** Begin **
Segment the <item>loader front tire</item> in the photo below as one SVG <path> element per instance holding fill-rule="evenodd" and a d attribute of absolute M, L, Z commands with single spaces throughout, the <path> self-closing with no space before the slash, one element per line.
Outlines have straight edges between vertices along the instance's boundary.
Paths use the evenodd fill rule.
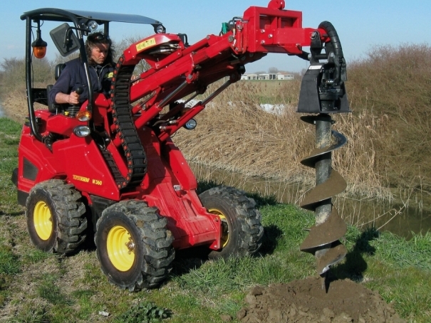
<path fill-rule="evenodd" d="M 87 218 L 73 186 L 53 179 L 35 185 L 26 202 L 31 242 L 46 252 L 69 254 L 85 240 Z"/>
<path fill-rule="evenodd" d="M 199 196 L 209 213 L 222 221 L 221 248 L 208 254 L 210 259 L 244 257 L 257 252 L 261 245 L 264 227 L 261 215 L 253 198 L 234 187 L 218 186 Z"/>
<path fill-rule="evenodd" d="M 130 292 L 155 288 L 165 280 L 175 258 L 167 220 L 142 201 L 106 208 L 98 220 L 95 243 L 102 272 Z"/>

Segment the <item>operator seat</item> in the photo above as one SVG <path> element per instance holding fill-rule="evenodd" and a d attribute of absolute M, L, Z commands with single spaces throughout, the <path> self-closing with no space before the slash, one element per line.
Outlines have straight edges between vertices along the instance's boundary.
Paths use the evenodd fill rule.
<path fill-rule="evenodd" d="M 54 80 L 58 80 L 60 74 L 61 74 L 61 72 L 63 71 L 65 67 L 66 64 L 63 63 L 57 64 L 56 65 L 56 68 L 54 69 Z M 58 109 L 60 107 L 60 105 L 58 105 L 54 102 L 51 102 L 51 100 L 49 100 L 49 92 L 53 88 L 53 86 L 54 86 L 53 84 L 46 85 L 46 97 L 48 97 L 48 110 L 50 112 L 56 113 Z"/>

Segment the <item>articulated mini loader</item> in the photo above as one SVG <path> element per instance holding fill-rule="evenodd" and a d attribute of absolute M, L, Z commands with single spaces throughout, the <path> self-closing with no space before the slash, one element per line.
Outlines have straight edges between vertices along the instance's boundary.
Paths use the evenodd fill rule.
<path fill-rule="evenodd" d="M 26 208 L 33 244 L 47 252 L 68 254 L 94 235 L 103 272 L 111 282 L 130 290 L 158 286 L 169 274 L 175 250 L 206 246 L 213 258 L 256 253 L 263 227 L 254 201 L 227 186 L 198 196 L 196 179 L 171 137 L 182 127 L 194 127 L 193 117 L 241 79 L 246 63 L 268 53 L 310 61 L 298 112 L 317 114 L 318 120 L 348 112 L 346 63 L 334 28 L 328 22 L 303 28 L 302 14 L 284 8 L 279 0 L 271 0 L 268 7 L 251 6 L 242 17 L 223 23 L 219 35 L 193 45 L 185 34 L 167 33 L 160 22 L 142 16 L 57 9 L 24 13 L 28 118 L 12 180 L 19 203 Z M 79 51 L 87 72 L 84 85 L 90 89 L 81 106 L 53 104 L 48 100 L 49 86 L 33 86 L 32 61 L 44 55 L 41 26 L 45 21 L 63 23 L 50 32 L 63 56 Z M 150 24 L 155 33 L 124 51 L 115 68 L 110 97 L 105 97 L 92 91 L 84 39 L 98 26 L 108 34 L 111 21 Z M 37 38 L 32 43 L 33 28 Z M 310 53 L 303 51 L 306 46 Z M 150 68 L 137 79 L 132 78 L 142 60 Z M 61 67 L 56 70 L 61 73 Z M 186 107 L 209 84 L 225 78 L 219 88 Z M 36 110 L 36 102 L 46 107 Z M 316 123 L 310 117 L 308 121 Z M 331 137 L 331 130 L 326 131 Z M 327 156 L 324 148 L 319 152 L 308 160 L 308 166 L 315 166 L 322 154 Z M 323 168 L 331 173 L 330 164 Z M 323 202 L 331 208 L 331 196 Z M 308 208 L 315 210 L 321 203 L 313 200 Z M 342 227 L 328 207 L 326 216 L 336 221 L 328 223 Z M 310 235 L 321 234 L 305 249 L 329 255 L 325 250 L 333 250 L 333 245 L 338 248 L 343 228 L 336 235 L 321 234 L 318 224 Z M 322 240 L 322 236 L 332 238 Z M 343 253 L 320 267 L 339 261 Z"/>

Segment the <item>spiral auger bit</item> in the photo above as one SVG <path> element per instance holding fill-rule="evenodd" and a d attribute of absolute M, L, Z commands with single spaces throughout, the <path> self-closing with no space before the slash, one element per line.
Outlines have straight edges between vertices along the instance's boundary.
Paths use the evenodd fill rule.
<path fill-rule="evenodd" d="M 310 60 L 310 66 L 302 80 L 297 112 L 311 114 L 301 119 L 316 125 L 316 148 L 301 162 L 316 169 L 316 186 L 306 195 L 301 206 L 316 212 L 316 224 L 300 250 L 315 255 L 317 272 L 323 279 L 322 288 L 328 292 L 328 270 L 347 253 L 339 240 L 346 234 L 347 226 L 332 205 L 332 196 L 344 191 L 347 184 L 331 165 L 332 152 L 347 140 L 343 134 L 331 131 L 335 122 L 331 114 L 350 110 L 344 85 L 346 60 L 337 32 L 328 21 L 321 23 L 319 28 L 327 33 L 331 41 L 323 44 L 316 31 L 311 36 L 311 53 L 301 55 Z"/>

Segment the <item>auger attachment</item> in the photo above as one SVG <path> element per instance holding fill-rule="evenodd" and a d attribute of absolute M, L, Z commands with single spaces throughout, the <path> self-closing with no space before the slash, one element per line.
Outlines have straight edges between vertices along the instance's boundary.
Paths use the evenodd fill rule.
<path fill-rule="evenodd" d="M 300 246 L 315 255 L 317 272 L 323 278 L 322 288 L 328 292 L 326 280 L 330 267 L 341 261 L 347 253 L 340 242 L 347 226 L 332 205 L 332 197 L 346 189 L 344 179 L 332 169 L 332 152 L 346 142 L 346 137 L 333 130 L 330 114 L 350 112 L 344 82 L 347 80 L 346 61 L 337 33 L 331 23 L 323 22 L 331 41 L 323 44 L 318 32 L 311 36 L 311 53 L 300 55 L 308 59 L 310 66 L 303 76 L 298 112 L 313 114 L 301 120 L 316 125 L 316 148 L 301 164 L 316 169 L 316 187 L 306 195 L 301 206 L 316 212 L 316 224 Z M 321 53 L 322 50 L 325 53 Z M 321 63 L 321 60 L 327 60 Z"/>

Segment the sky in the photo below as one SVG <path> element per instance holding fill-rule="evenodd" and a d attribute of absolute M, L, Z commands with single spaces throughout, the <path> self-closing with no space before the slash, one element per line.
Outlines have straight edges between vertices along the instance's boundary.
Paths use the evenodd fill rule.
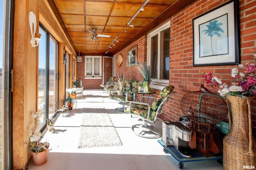
<path fill-rule="evenodd" d="M 4 27 L 4 0 L 0 0 L 0 68 L 3 68 L 3 33 Z"/>

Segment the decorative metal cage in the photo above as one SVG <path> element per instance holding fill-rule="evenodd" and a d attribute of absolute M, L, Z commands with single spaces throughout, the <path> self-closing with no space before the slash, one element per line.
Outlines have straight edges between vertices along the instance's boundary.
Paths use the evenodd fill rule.
<path fill-rule="evenodd" d="M 202 123 L 215 124 L 226 118 L 228 114 L 226 102 L 221 97 L 201 91 L 191 92 L 184 95 L 180 107 L 185 115 Z"/>

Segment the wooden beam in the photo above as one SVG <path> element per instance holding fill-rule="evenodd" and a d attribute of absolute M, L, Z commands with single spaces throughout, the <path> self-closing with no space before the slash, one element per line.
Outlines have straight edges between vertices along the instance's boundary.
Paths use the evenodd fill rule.
<path fill-rule="evenodd" d="M 153 29 L 156 25 L 159 25 L 173 16 L 175 14 L 180 11 L 185 7 L 196 1 L 196 0 L 178 0 L 169 6 L 158 17 L 155 18 L 151 22 L 145 26 L 140 31 L 132 37 L 128 41 L 120 47 L 124 49 L 128 45 L 134 42 L 142 36 L 146 34 Z M 116 53 L 119 51 L 117 51 Z"/>

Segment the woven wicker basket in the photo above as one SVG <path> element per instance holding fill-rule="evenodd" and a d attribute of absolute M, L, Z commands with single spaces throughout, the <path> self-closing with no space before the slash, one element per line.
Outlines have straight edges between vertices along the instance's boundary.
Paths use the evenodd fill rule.
<path fill-rule="evenodd" d="M 252 135 L 251 101 L 240 97 L 227 96 L 227 104 L 230 110 L 230 133 L 223 139 L 223 169 L 240 170 L 244 166 L 256 165 L 256 140 Z"/>

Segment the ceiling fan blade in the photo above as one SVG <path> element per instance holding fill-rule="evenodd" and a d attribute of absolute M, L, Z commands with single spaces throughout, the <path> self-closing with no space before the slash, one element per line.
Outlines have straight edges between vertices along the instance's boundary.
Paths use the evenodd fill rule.
<path fill-rule="evenodd" d="M 92 36 L 90 36 L 90 37 L 87 37 L 87 38 L 85 38 L 85 39 L 88 39 L 88 38 L 90 38 L 90 37 L 92 37 Z"/>
<path fill-rule="evenodd" d="M 88 32 L 89 32 L 89 33 L 91 33 L 92 34 L 94 34 L 94 33 L 92 32 L 91 31 L 90 31 L 90 30 L 87 30 L 87 31 Z"/>
<path fill-rule="evenodd" d="M 109 38 L 110 37 L 110 36 L 108 35 L 100 35 L 98 34 L 97 35 L 98 37 L 106 37 L 107 38 Z"/>

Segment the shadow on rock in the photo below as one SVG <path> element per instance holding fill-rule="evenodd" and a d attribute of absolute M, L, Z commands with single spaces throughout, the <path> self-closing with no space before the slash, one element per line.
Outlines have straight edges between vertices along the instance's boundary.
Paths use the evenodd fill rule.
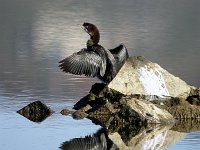
<path fill-rule="evenodd" d="M 24 108 L 18 110 L 17 113 L 26 117 L 30 121 L 42 122 L 48 116 L 50 116 L 53 113 L 53 111 L 41 101 L 35 101 L 25 106 Z"/>

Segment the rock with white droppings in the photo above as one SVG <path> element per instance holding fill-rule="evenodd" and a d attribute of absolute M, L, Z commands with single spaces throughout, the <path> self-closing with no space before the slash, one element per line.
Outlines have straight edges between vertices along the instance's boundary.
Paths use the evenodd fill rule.
<path fill-rule="evenodd" d="M 187 98 L 192 86 L 142 56 L 130 57 L 109 88 L 125 95 Z"/>

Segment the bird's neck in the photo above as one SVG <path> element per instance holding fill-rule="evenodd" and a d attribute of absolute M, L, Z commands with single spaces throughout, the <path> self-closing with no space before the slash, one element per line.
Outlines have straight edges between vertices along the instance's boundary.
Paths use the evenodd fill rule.
<path fill-rule="evenodd" d="M 94 32 L 90 35 L 90 39 L 94 44 L 98 44 L 100 40 L 99 30 L 95 29 Z"/>

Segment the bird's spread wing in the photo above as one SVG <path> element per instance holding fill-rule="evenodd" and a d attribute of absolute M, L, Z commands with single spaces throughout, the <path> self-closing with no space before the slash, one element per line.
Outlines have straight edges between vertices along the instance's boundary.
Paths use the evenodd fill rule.
<path fill-rule="evenodd" d="M 60 69 L 75 75 L 86 75 L 94 77 L 100 71 L 102 58 L 94 51 L 82 49 L 71 56 L 61 60 Z"/>
<path fill-rule="evenodd" d="M 110 49 L 110 52 L 113 54 L 115 59 L 117 59 L 118 62 L 123 62 L 126 60 L 128 56 L 128 51 L 124 44 L 120 44 L 119 46 L 115 47 L 114 49 Z"/>

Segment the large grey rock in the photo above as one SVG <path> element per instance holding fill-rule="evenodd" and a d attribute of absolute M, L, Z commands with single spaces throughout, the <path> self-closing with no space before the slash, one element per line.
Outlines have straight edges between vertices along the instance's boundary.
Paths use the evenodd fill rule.
<path fill-rule="evenodd" d="M 142 56 L 130 57 L 109 88 L 125 95 L 187 98 L 192 86 Z"/>

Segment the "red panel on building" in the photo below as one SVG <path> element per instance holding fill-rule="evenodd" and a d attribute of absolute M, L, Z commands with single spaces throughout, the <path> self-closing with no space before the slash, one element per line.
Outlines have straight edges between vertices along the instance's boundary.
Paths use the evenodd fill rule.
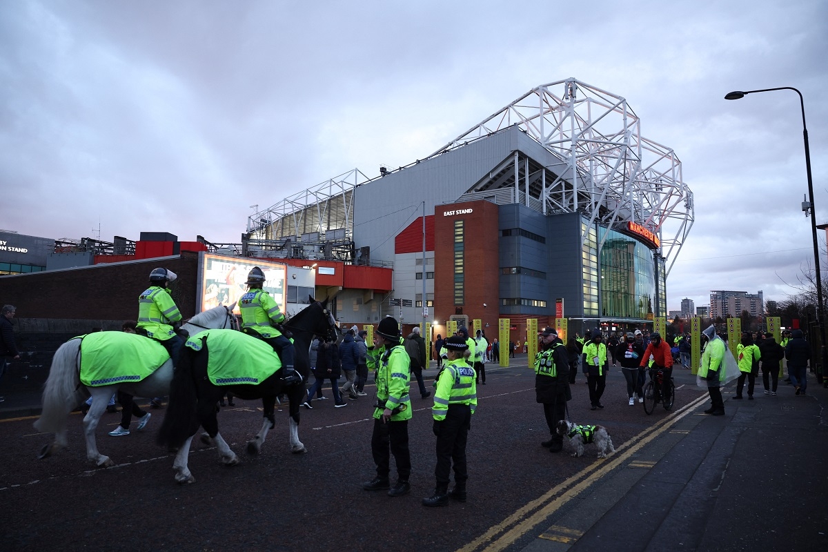
<path fill-rule="evenodd" d="M 394 238 L 394 252 L 416 253 L 422 251 L 422 217 L 405 228 Z M 434 215 L 426 217 L 426 251 L 434 251 Z"/>
<path fill-rule="evenodd" d="M 175 242 L 135 242 L 135 258 L 152 259 L 156 257 L 172 255 Z"/>
<path fill-rule="evenodd" d="M 345 289 L 378 290 L 391 291 L 392 287 L 390 268 L 345 265 Z"/>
** End **
What is required
Copy the items from their beginning through the line containing "58 109 L 60", both ends included, word for word, leaving out the pictures.

Response to the task
Segment the <item>loader front tire</item> in the photo below as one SVG <path> element per instance holding fill-rule="evenodd" and a d attribute of absolute M, L, Z commands with single spaces throughout, the <path> self-closing with no space before the slash, one element per line.
Outlines have straight edges between vertices along the instance's boundary.
Paths use the evenodd fill rule.
<path fill-rule="evenodd" d="M 87 218 L 73 186 L 53 179 L 35 185 L 26 202 L 31 242 L 46 252 L 69 254 L 85 240 Z"/>
<path fill-rule="evenodd" d="M 199 196 L 209 213 L 222 221 L 221 248 L 208 254 L 210 259 L 244 257 L 257 252 L 261 245 L 264 227 L 261 215 L 253 198 L 234 187 L 218 186 Z"/>
<path fill-rule="evenodd" d="M 130 292 L 155 288 L 165 280 L 175 258 L 167 220 L 142 201 L 106 208 L 98 220 L 95 243 L 102 272 Z"/>

Segment the <item>operator seat</item> in the photo above as one SVG <path> element per instance holding fill-rule="evenodd" and a d attribute of absolute M, L, Z commands with single spaces throughout, the <path> self-closing with no space before the slash, one element per line.
Outlines have straight edges between vertices along the instance's boundary.
Paths use the evenodd fill rule.
<path fill-rule="evenodd" d="M 54 80 L 58 80 L 60 74 L 61 74 L 61 72 L 63 71 L 65 67 L 66 64 L 63 63 L 57 64 L 56 65 L 56 68 L 54 69 Z M 58 109 L 60 107 L 60 105 L 58 105 L 54 102 L 51 102 L 51 100 L 49 100 L 49 92 L 53 88 L 53 86 L 54 86 L 53 84 L 46 85 L 46 97 L 48 97 L 48 110 L 50 112 L 56 113 Z"/>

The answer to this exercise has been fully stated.